Data for this exercise:
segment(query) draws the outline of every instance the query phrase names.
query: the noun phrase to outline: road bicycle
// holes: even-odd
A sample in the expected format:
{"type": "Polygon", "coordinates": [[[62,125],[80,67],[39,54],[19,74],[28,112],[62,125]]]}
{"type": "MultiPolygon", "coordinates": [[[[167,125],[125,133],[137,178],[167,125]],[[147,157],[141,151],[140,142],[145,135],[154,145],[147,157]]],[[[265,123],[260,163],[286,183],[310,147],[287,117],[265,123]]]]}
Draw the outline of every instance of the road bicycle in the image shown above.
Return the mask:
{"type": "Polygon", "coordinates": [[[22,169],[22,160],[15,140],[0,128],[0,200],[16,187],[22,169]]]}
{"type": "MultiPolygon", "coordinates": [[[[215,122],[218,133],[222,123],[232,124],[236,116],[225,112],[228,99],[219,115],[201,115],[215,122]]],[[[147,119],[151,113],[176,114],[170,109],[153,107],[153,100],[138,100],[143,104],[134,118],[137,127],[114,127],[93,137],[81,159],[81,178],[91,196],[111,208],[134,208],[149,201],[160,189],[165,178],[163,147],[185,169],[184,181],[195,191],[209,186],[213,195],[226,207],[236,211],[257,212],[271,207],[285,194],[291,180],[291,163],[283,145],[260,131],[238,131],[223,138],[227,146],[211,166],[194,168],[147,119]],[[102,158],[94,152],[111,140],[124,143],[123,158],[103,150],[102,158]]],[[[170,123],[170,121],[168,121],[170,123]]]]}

Exercise: Copy task for the entries above: every line with the string "outline".

Response to this task:
segment(query) draws the outline of every instance the query phrase names.
query: the noun phrase to outline: road bicycle
Draw the outline of every instance of the road bicycle in the image shown above.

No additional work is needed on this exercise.